EXERCISE OBJECTIVE
Render the following lines as a numbered list, omitting any blank lines.

Coordinate labeling data:
+===+
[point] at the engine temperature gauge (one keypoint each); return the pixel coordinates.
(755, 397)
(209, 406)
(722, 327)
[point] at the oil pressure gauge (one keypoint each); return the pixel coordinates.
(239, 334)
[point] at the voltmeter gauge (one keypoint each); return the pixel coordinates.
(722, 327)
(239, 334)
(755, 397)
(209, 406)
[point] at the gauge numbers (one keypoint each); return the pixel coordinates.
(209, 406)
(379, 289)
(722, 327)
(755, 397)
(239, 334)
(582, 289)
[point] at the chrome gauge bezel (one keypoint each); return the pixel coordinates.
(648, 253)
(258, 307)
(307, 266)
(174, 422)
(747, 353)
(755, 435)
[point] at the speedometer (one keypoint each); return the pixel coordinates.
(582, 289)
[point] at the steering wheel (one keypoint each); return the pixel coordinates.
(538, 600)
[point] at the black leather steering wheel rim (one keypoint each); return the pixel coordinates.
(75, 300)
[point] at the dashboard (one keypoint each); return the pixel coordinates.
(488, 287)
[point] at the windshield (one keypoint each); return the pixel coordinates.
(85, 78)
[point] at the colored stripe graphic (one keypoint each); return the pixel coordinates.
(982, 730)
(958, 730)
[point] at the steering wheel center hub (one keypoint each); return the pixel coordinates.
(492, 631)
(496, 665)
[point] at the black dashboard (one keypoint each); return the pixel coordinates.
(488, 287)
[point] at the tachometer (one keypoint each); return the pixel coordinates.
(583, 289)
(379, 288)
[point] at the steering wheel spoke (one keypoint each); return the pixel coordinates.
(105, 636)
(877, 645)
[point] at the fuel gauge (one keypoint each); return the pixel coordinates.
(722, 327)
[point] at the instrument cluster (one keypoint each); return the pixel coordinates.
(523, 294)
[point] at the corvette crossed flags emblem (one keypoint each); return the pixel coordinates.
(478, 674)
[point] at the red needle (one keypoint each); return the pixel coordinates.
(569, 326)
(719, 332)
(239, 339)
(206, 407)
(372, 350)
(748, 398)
+===+
WRITTEN SOLUTION
1. [point] at the engine temperature gauge (one keypoint each); return the pixel coordinates.
2. (755, 397)
3. (209, 406)
4. (722, 327)
5. [point] at the oil pressure gauge (one keypoint each); return the pixel coordinates.
6. (239, 334)
7. [point] at the voltmeter gauge (one keypoint each); return the pixel coordinates.
8. (722, 327)
9. (239, 334)
10. (755, 397)
11. (209, 406)
12. [point] at the gauge numbers (one keypoint each); return the pixel coordinates.
13. (209, 406)
14. (379, 289)
15. (722, 327)
16. (755, 397)
17. (239, 334)
18. (582, 289)
19. [point] at the chrome gauge bezel (one keypoint each); return the pixel coordinates.
20. (648, 253)
21. (258, 307)
22. (307, 266)
23. (174, 422)
24. (747, 353)
25. (755, 435)
26. [point] at the speedometer (one keypoint each); return the pixel coordinates.
27. (582, 289)
28. [point] at the steering wheel (one keypoint each); return the pixel coordinates.
29. (538, 600)
30. [point] at the black leather steering wheel rim (one keypoint each); return the pixel coordinates.
31. (75, 300)
32. [point] at the dashboard (one keypoint each); return the pixel coordinates.
33. (488, 287)
34. [point] at the windshield (one keypoint each); return the pixel coordinates.
35. (85, 78)
36. [point] at the colored stripe graphic (one keypoint each); return the pixel coordinates.
37. (982, 730)
38. (958, 730)
39. [point] at the steering wheel center hub (one keypoint each); return the pixel coordinates.
40. (492, 631)
41. (496, 665)
42. [point] at the black dashboard (one keypoint each); return the pixel coordinates.
43. (488, 287)
44. [point] at the tachometer (one keypoint each); return the pixel coordinates.
45. (583, 289)
46. (379, 288)
47. [point] at the steering wheel spoke (one keypoint each); return the pixel coordinates.
48. (105, 636)
49. (877, 645)
50. [point] at the fuel gauge (one keypoint each); return the pixel coordinates.
51. (722, 327)
52. [point] at the instrument cluster (one keypoint each); return the pixel coordinates.
53. (523, 294)
54. [point] at the corvette crossed flags emblem (one keypoint each); return the pixel coordinates.
55. (478, 674)
56. [point] at the red needle (one keypoint each); return the pixel coordinates.
57. (569, 326)
58. (719, 332)
59. (239, 339)
60. (206, 407)
61. (372, 350)
62. (748, 398)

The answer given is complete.